SUPPLIED TEXT -
· · · · ·

The abductions marked the beginning of a series of IDF blunders that were compounded by commanders who acted outside of their normal border procedures. Members of the patrol were on the last days of their deployment in the north and their guard was down. Nor is it the case that Hezbollah fighters killed the eight Israelis during their abduction of the two. The eight died when an IDF border commander, apparently embarrassed by his abrogation of standing procedures, ordered armored vehicles to pursue the kidnappers. The two armored vehicles ran into a network of Hezbollah anti-tank mines and were destroyed. The eight IDF soldiers died during this operation or as a result of combat actions that immediately followed it.

That an IDF unit could wander so close to the border without being covered by fire and could leave itself open to a Hezbollah attack has led Israeli officers to question whether the unit was acting outside the chain of command. An internal commission of inquiry was apparently convened by senior IDF commanders in the immediate aftermath of the incident to determine the facts in the matter and to review IDF procedures governing units acting along Israel's northern border. The results of that commission's findings have not yet been reported.

...

The initial attack on Hezbollah's marshaling points and major bunker complexes, which took place in the first 72 hours of the war, failed. On July 15, the IAF targeted Hezbollah's leadership in Beirut. This attack also failed. At no point during the war was any major Hezbollah political figure killed, despite Israel's constant insistence that the organization's senior leadership had suffered losses.

According to one US official who observed the war closely, the IAF's air offensive degraded "perhaps only 7%" of the total military resource assets available to Hezbollah's fighters in the first three days of fighting and added that, in his opinion, Israeli air attacks on the Hezbollah leadership were "absolutely futile".

Reports that the Hezbollah senior leadership had taken refuge in the Iranian Embassy in Beirut (untouched during Israel's aerial offensive) are not true, though it is not known precisely where the Hezbollah leadership did take shelter. "Not even I knew where I was," Hezbollah leader Nasrallah told one of his associates. Even with all of this, it is not the case that the Israeli military's plans to destroy Lebanon's infrastructure resulted from the IAF's inability to degrade Hezbollah's military capacity in the war's first days.

· · · · ·

GIVEN ENTRIES -
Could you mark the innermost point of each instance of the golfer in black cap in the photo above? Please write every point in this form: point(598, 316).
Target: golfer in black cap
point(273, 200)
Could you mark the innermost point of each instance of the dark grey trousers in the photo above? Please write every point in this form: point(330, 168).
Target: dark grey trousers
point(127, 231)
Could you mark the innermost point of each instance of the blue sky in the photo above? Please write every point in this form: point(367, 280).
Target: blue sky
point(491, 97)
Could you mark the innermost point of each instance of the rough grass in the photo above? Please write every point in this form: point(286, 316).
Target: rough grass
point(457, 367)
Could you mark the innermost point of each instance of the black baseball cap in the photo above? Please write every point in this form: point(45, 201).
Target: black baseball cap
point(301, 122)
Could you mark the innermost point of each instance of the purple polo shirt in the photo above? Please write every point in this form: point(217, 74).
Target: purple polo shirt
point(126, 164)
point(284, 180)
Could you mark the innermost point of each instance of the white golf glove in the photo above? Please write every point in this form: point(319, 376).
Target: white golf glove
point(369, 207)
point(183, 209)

· · · · ·

SHORT TASK 1 - List every quotation in double quotation marks that appears in the passage on the Israel–Hezbollah war.
SHORT TASK 2 - According to the passage on the Israel–Hezbollah war, what did the two armored vehicles run into?
SHORT TASK 3 - Continue the passage on the Israel–Hezbollah war from its last sentence.
The entries that come after the passage on the Israel–Hezbollah war are separate material from it.

EXERCISE RESULT 1 -
- "perhaps only 7%"
- "absolutely futile"
- "Not even I knew where I was,"

EXERCISE RESULT 2 - A network of Hezbollah anti-tank mines.

EXERCISE RESULT 3 -
...

The "target stretching" escalated throughout the conflict; frustrated by their inability to identify and destroy major Hezbollah military assets, the IAF began targeting schools, community centers and mosques - under the belief that their inability to identify and interdict Hezbollah bunkers signaled Hezbollah's willingness to hide their major assets inside civilian centers.

IAF officers also argued that Hezbollah's ability to continue its rocket attacks on Israel meant that its militia was being continually resupplied. Qana is a crossroads, the junction of five separate highways, and in the heart of Hezbollah territory. Interdicting the Qana supply chain provided the IAF the opportunity to prove that Hezbollah was only capable of sustaining its operations because of its supply-dependence on the crossroads town. In truth, however, IDF senior commanders knew that expanding the number of targets in Lebanon would probably do little to degrade Hezbollah capabilities because Hezbollah was maintaining its attacks without any hope of resupply and because of its dependence on weapons and rocket caches that had been hardened against Israeli interdiction. In the wake of Qana, in which 28 civilians were killed, Israel agreed to a 48-hour ceasefire.

...

In fact, over a period of two years, Hezbollah intelligence officials had built a significant signals-counterintelligence capability. Throughout the war, Hezbollah commanders were able to predict when and where Israeli fighters and bombers would strike. Moreover, Hezbollah had identified key Israeli human-intelligence assets in Lebanon. One month prior to the abduction of the IDF border patrol and the subsequent Israeli attack, Lebanese intelligence officials had broken up an Israeli spy ring operating inside the country.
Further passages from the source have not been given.